# Source extract
──────────

War secret exposes a local hero
By DAWN COHEN
AN INTERNATIONAL secret was blown 35 years early yesterday in a quiet ceremony at the Ballina Naval Museum honouring Alstonville man, Ron Dowle.
Jim Lord, Ballina Naval Association vice-president, presented the former naval seaman with a framed montage commemorating the HMS Glorious disaster.
In 1940 Ron Dowle, then a 20-year-old, was one of 1500 crew aboard the aircraft carrier and her two escorting destroyers, HMS Ardent and HMS Acasta.
They were attacked by German forces during the withdrawal of Allied forces from Norway.
In less than two hours, two German battle cruisers sunk the three ships, dunking Ron and his fellow crew mates into an icy Arctic Ocean.
Only 39 survived the following three days and nights on rafts without food or water.
Now aged 85, Mr Dowle said he was still haunted by the attack.
"I still lock myself up on the anniversary," he said.
"Those men were my family.
"An admiral told me I couldn't talk about it for 100 years.
"I told no-one except my family."
The 100-year Secrecy Act was broken when a British film company made a video of the event in 1998.
However, the documentary-makers did not identify Mr Dowle as a survivor because of another bungle ? the incorrect spelling of his name in hospital survivor lists.
"I don't know how they found me, but last year I got a call at 2.30 in the morning," said the widower.
"Getting this picture is the end of 65 years of secrecy.
"But I wish it had come in time for my wife, Mary, to see it."
The montage is a gift from the UK Glarac Association for friends and relatives of the crew.
Mr Dowle is one of only two survivors of the attack still living.
"Now at least my children and my children's children can know it is really true," Mr Dowle said.

──────────

# Information
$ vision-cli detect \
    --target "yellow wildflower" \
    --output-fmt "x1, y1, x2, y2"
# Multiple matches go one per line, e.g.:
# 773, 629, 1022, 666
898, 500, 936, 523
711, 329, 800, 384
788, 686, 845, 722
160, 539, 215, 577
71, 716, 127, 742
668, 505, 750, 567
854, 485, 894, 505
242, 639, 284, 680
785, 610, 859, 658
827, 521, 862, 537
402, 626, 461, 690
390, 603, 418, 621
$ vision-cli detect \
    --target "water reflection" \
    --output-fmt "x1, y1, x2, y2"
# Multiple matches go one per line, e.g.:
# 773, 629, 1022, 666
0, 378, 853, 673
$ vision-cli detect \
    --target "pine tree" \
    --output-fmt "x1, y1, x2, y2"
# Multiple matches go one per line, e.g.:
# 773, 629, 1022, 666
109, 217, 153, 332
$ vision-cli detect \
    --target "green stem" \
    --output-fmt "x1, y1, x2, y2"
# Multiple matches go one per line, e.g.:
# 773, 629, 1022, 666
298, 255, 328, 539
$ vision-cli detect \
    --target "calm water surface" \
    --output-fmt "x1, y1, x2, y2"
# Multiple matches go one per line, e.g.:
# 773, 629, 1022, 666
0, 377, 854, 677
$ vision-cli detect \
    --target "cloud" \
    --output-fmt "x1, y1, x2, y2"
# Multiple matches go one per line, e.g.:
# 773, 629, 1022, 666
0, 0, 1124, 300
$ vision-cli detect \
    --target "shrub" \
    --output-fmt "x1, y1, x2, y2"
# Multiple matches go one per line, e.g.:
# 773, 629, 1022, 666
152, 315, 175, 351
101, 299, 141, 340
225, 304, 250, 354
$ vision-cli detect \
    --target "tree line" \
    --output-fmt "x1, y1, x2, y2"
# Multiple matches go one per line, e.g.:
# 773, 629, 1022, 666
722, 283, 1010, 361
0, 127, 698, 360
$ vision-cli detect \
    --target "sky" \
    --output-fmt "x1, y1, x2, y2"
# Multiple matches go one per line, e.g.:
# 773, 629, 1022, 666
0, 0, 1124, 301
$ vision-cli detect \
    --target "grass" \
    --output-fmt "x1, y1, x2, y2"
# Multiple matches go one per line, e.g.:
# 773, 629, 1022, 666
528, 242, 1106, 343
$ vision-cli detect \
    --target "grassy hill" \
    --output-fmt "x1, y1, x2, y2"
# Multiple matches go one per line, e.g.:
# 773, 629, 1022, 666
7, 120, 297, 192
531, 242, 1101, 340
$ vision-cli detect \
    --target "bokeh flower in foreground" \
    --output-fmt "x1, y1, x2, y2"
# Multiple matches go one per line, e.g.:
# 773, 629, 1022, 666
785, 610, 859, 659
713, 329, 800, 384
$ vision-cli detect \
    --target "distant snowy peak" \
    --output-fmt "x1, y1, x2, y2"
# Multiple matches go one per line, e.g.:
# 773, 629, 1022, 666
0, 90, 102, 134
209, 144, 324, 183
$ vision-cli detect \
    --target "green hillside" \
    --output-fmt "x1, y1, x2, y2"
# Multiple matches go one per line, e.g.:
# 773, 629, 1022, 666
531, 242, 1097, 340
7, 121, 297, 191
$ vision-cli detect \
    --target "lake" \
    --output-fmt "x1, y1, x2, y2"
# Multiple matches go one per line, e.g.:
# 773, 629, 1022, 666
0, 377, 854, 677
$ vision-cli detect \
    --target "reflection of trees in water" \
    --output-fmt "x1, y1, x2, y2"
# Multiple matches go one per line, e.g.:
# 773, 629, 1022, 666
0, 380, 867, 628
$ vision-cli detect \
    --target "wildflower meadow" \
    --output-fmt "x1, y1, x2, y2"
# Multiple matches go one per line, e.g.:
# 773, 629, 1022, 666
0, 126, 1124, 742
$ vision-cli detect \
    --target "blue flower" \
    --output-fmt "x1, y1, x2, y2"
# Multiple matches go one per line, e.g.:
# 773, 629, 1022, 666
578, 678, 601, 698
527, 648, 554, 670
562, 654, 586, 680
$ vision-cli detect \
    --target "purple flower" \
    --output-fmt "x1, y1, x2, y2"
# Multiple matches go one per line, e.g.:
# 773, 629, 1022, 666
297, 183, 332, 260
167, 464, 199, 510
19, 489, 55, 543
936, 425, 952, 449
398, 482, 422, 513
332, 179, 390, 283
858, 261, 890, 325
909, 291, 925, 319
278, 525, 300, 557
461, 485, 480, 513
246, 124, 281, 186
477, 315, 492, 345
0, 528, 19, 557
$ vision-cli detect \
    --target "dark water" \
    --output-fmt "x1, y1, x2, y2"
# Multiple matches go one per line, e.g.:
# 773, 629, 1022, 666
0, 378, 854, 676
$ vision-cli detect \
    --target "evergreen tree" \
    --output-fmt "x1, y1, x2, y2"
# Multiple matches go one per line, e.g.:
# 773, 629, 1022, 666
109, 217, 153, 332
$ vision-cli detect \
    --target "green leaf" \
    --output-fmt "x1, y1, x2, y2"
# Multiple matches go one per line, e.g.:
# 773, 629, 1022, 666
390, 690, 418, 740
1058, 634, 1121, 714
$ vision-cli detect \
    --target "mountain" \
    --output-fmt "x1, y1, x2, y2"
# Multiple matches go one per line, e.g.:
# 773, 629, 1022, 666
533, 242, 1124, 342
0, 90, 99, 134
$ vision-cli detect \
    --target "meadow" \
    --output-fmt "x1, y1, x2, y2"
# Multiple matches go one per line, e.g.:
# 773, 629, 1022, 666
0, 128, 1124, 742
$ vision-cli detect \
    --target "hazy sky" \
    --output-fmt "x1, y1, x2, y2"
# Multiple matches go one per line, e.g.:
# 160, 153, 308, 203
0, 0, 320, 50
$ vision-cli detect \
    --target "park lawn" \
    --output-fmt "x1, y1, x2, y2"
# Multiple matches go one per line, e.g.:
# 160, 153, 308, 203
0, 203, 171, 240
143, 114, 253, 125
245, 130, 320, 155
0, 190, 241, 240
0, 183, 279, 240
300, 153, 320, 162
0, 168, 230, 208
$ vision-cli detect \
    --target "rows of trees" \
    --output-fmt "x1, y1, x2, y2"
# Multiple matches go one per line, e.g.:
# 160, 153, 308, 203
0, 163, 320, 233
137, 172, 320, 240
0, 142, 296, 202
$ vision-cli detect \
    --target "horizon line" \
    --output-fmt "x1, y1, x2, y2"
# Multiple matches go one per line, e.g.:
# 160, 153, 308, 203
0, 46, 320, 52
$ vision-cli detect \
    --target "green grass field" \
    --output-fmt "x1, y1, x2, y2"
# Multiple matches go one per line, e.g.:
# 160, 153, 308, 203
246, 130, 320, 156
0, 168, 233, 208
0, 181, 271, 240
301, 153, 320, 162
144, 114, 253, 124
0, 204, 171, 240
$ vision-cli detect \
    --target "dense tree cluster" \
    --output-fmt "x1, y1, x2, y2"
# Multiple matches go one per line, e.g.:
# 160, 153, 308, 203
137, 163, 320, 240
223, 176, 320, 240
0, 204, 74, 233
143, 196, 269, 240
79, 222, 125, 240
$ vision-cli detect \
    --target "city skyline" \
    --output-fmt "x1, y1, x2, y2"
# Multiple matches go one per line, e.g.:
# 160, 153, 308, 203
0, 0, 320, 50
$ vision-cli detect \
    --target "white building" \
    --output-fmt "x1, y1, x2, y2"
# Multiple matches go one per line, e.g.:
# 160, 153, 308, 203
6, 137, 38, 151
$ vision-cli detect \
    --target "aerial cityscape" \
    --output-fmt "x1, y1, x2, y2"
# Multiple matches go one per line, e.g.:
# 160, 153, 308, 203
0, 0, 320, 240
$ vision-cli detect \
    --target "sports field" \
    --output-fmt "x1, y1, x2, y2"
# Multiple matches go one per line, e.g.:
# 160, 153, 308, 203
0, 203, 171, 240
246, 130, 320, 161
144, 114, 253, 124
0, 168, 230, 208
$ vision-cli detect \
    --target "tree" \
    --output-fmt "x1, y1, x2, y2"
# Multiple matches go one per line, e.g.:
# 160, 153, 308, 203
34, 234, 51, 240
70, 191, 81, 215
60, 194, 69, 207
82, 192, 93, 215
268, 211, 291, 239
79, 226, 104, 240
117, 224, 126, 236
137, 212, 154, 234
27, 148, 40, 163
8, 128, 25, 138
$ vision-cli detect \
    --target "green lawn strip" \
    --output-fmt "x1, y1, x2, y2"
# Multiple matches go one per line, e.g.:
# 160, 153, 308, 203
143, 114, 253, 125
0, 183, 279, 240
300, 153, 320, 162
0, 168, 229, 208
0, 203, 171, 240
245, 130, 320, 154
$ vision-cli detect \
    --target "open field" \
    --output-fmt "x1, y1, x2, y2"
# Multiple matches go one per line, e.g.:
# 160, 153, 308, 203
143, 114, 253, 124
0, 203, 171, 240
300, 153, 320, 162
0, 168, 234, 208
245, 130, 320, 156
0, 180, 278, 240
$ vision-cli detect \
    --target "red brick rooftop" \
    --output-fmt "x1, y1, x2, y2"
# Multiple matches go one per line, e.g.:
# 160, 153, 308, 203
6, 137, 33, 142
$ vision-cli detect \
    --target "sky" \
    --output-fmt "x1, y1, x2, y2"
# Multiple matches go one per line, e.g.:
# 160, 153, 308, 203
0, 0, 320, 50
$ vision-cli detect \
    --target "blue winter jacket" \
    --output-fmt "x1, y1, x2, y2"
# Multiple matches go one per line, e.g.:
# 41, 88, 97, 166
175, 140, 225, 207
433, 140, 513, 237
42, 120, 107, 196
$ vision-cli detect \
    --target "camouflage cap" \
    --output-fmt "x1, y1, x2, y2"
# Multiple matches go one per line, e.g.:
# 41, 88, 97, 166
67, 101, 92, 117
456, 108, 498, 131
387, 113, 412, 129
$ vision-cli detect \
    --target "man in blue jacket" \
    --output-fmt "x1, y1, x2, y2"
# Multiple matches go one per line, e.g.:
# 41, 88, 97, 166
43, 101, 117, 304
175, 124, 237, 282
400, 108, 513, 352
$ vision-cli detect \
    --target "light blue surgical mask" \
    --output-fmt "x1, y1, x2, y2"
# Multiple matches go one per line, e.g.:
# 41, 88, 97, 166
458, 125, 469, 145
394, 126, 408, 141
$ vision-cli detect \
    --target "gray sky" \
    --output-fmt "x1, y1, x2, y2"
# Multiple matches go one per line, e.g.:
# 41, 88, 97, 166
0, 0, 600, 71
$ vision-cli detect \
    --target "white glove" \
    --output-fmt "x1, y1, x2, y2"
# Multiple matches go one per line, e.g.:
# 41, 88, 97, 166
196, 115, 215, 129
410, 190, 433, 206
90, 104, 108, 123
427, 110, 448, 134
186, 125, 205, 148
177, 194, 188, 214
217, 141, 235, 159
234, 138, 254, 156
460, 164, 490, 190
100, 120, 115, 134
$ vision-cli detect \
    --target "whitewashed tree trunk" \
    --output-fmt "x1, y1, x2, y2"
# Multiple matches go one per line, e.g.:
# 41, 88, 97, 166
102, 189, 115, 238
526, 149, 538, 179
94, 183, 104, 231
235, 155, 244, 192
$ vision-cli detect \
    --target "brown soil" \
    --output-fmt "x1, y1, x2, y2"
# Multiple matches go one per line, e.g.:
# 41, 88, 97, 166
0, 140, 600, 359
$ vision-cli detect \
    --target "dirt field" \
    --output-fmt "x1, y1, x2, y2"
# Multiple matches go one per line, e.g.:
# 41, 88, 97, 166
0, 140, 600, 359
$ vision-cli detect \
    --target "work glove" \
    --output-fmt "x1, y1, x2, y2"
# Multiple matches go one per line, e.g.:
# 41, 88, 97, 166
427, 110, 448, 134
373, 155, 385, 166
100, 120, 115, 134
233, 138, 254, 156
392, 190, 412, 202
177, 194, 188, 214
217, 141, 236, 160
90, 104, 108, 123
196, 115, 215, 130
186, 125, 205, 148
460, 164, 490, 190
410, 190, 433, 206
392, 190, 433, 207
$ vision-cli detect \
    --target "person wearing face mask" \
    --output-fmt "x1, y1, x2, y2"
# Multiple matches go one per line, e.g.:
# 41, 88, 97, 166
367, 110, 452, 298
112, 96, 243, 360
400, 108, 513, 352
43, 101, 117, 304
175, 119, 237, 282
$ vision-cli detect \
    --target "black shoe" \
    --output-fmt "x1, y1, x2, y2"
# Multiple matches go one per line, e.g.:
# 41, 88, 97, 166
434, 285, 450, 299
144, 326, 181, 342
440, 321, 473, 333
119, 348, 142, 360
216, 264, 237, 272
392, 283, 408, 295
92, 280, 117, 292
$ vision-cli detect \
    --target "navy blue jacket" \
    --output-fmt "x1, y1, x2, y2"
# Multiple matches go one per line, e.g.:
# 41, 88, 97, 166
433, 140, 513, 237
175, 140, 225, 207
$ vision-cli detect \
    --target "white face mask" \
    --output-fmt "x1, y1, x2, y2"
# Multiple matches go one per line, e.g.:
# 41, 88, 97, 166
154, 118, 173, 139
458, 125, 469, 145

──────────

# Problem to solve
Rewrite the passage of the Ron Dowle article that begins at the words "However, the documentary-makers" and stops after "years of secrecy.", putting "veteran" in place of "widower".

# Completed task
However, the documentary-makers did not identify Mr Dowle as a survivor because of another bungle ? the incorrect spelling of his name in hospital survivor lists.
"I don't know how they found me, but last year I got a call at 2.30 in the morning," said the veteran.
"Getting this picture is the end of 65 years of secrecy.